:: Extracted records
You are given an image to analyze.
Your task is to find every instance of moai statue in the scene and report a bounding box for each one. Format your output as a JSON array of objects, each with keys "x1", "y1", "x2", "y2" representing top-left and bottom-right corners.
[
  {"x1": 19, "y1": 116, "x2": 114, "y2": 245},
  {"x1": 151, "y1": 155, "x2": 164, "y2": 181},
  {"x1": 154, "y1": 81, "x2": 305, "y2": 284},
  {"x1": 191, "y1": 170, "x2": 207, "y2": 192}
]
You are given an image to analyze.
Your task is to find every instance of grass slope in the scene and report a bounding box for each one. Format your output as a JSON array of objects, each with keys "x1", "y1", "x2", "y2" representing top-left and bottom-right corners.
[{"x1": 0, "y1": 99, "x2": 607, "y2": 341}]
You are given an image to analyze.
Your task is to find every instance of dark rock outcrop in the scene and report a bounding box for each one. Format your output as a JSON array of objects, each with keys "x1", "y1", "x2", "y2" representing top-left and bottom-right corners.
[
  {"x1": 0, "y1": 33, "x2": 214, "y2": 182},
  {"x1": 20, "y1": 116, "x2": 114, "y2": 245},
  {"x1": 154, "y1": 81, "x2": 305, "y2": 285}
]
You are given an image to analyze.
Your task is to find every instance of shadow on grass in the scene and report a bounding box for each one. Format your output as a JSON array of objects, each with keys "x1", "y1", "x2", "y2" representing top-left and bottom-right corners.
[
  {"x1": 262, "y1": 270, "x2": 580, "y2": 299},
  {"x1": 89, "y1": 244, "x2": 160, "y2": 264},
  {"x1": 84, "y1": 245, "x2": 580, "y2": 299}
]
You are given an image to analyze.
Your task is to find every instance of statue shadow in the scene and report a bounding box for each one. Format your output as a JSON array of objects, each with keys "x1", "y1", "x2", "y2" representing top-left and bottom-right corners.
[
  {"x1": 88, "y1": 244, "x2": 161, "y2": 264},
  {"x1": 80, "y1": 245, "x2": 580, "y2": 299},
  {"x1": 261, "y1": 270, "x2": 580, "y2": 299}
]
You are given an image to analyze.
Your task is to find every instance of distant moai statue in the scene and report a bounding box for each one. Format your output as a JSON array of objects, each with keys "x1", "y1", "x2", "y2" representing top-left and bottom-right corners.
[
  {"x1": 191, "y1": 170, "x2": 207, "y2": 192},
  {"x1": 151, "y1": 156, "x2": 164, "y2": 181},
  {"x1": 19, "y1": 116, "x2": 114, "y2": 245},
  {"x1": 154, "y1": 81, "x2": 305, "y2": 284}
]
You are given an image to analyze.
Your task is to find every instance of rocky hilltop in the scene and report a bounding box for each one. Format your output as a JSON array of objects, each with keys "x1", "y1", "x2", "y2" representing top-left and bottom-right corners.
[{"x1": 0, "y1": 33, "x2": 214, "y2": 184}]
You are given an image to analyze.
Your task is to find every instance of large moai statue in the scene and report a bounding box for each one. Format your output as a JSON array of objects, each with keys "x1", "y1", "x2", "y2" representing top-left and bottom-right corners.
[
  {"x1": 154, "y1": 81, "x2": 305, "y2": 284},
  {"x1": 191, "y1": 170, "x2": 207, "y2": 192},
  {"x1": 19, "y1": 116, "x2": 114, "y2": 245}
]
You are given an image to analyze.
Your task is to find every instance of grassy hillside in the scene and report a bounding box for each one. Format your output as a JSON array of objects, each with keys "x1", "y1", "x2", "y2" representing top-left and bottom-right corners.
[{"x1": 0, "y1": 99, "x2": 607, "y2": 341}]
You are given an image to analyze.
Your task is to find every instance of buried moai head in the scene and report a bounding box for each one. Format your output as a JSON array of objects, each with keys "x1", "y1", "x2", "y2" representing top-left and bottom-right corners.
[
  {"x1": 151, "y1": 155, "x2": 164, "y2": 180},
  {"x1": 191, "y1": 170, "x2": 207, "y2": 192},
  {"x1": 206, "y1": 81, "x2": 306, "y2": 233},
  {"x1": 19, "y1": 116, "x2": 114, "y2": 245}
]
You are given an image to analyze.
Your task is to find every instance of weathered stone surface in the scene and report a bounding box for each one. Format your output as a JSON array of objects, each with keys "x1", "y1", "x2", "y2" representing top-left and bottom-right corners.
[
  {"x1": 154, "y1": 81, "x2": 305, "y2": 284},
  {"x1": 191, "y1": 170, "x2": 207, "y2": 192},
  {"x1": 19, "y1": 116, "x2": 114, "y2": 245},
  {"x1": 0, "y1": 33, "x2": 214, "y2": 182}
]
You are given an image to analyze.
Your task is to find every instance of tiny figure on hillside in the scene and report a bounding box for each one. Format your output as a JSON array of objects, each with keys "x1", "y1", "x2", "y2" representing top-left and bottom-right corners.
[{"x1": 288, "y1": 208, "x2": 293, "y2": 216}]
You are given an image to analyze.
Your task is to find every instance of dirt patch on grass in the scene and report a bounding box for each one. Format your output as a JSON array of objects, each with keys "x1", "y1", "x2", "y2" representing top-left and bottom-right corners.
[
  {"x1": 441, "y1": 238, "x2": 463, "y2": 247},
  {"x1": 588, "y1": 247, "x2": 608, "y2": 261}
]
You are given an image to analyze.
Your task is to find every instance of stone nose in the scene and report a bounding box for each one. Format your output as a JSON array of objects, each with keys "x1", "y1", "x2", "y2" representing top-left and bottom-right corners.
::::
(Your goal) Would you set down all the lines above, exactly and in full?

(Answer section)
You are given an image to analyze.
Your task is to find every instance of moai statue in the scene and report a bounding box for each one. Format your output as a JSON array of objects, each with keys "x1", "y1", "x2", "y2" representing top-left and bottom-right corners.
[
  {"x1": 19, "y1": 116, "x2": 114, "y2": 245},
  {"x1": 151, "y1": 155, "x2": 164, "y2": 181},
  {"x1": 154, "y1": 81, "x2": 305, "y2": 284},
  {"x1": 191, "y1": 170, "x2": 207, "y2": 192}
]
You are given an image to analyze.
Your task is to find every instance of grass slope in the scene and report a bounding box for each one. Format your output as a JSON array of objects, each with keys "x1", "y1", "x2", "y2" representing top-left and bottom-right corners.
[{"x1": 0, "y1": 99, "x2": 607, "y2": 341}]
You are given an image to analyze.
Your task is to find every instance of dark rock outcrop in the scene and report a bounding box for each one. Format your output as a JSON array of objects, each with keys "x1", "y1", "x2", "y2" representing top-left and bottom-right corners.
[
  {"x1": 0, "y1": 33, "x2": 214, "y2": 182},
  {"x1": 20, "y1": 116, "x2": 114, "y2": 245},
  {"x1": 154, "y1": 81, "x2": 305, "y2": 285}
]
You are given an image to analyze.
Your task is to find every instance of shadow on grass in the scene and report a bounding box for each one. Format your output as a JSON array of objects, each with keys "x1", "y1", "x2", "y2" representing top-left and bottom-right corners.
[
  {"x1": 262, "y1": 270, "x2": 580, "y2": 299},
  {"x1": 89, "y1": 244, "x2": 160, "y2": 264},
  {"x1": 84, "y1": 245, "x2": 580, "y2": 299}
]
You are given an image to analyze.
Your task is to find every instance of statue shadow in the scene and report a bounding box for each one. Format your output as a JSON array of objects, each with keys "x1", "y1", "x2", "y2" representing top-left and bottom-right corners.
[
  {"x1": 88, "y1": 244, "x2": 161, "y2": 264},
  {"x1": 80, "y1": 245, "x2": 580, "y2": 299},
  {"x1": 261, "y1": 270, "x2": 580, "y2": 299}
]
You are given an image to analyze.
Your task is to find every instance of distant moai statue in the scene and report a bounding box for each one. Format your output as a JSON array of objects, each with keys "x1", "y1", "x2", "y2" representing top-left and bottom-right corners.
[
  {"x1": 191, "y1": 170, "x2": 207, "y2": 192},
  {"x1": 151, "y1": 156, "x2": 164, "y2": 181},
  {"x1": 19, "y1": 116, "x2": 114, "y2": 245},
  {"x1": 154, "y1": 81, "x2": 305, "y2": 284}
]
You are given an image to analyze.
Your task is to find every instance of rocky hilltop in the scene and report a bounding box for each one. Format your output as a JSON array of objects, each with keys "x1", "y1", "x2", "y2" representing top-left and bottom-right corners.
[{"x1": 0, "y1": 33, "x2": 214, "y2": 184}]
You are given an image to analyze.
Your task is to find every instance of large moai statue in the scene and report a bounding box for each one. Format your output as a JSON array of objects, each with keys "x1", "y1", "x2", "y2" representing top-left and bottom-right corners.
[
  {"x1": 154, "y1": 81, "x2": 305, "y2": 284},
  {"x1": 191, "y1": 170, "x2": 207, "y2": 192},
  {"x1": 19, "y1": 116, "x2": 114, "y2": 245}
]
You are given an image to analyze.
Your task is to find every instance of grassy hillside in the scene and report a bounding box for each one. Format your output as a JSON array of objects, each with keys "x1", "y1", "x2", "y2" representing top-left and bottom-right corners.
[{"x1": 0, "y1": 99, "x2": 607, "y2": 341}]
You are given an image to analyze.
Your task is to find every instance of buried moai head in the scene and report a bounding box for each one. Format your output as a JSON array of objects, each with keys "x1", "y1", "x2", "y2" representing top-left and bottom-right corners.
[
  {"x1": 151, "y1": 155, "x2": 164, "y2": 180},
  {"x1": 191, "y1": 170, "x2": 207, "y2": 192},
  {"x1": 206, "y1": 81, "x2": 306, "y2": 233},
  {"x1": 19, "y1": 116, "x2": 114, "y2": 245}
]
You are given an image to analyze.
Your task is to find every instance of weathered stone surface in the scene and report a bounding box for each one. Format your output as a JSON array of objects, each with keys "x1", "y1", "x2", "y2" representing top-left and bottom-right corners.
[
  {"x1": 154, "y1": 81, "x2": 305, "y2": 284},
  {"x1": 191, "y1": 170, "x2": 207, "y2": 192},
  {"x1": 19, "y1": 116, "x2": 114, "y2": 245},
  {"x1": 0, "y1": 33, "x2": 214, "y2": 182}
]
You are given an image to analyze.
Your task is to find every instance of tiny figure on hillside in the scene and report a bounding box for each one. Format your output as a JSON array of objects, each with keys "x1", "y1", "x2", "y2" representing top-left and bottom-right corners.
[{"x1": 288, "y1": 208, "x2": 293, "y2": 216}]
You are given an image to analyze.
Your task is to find every instance of dirt patch on grass in the scene and report a bounding box for each one. Format your output as a JSON array of objects, each with keys "x1", "y1", "x2", "y2" representing top-left and bottom-right corners.
[
  {"x1": 441, "y1": 238, "x2": 463, "y2": 247},
  {"x1": 588, "y1": 247, "x2": 608, "y2": 261}
]
You are given an image to analyze.
Your task is to find every instance of stone nose in the scene and report a bounding box for each one. Format your output as a JSON array of objects, each with keys "x1", "y1", "x2", "y2" representing top-left and bottom-right corners.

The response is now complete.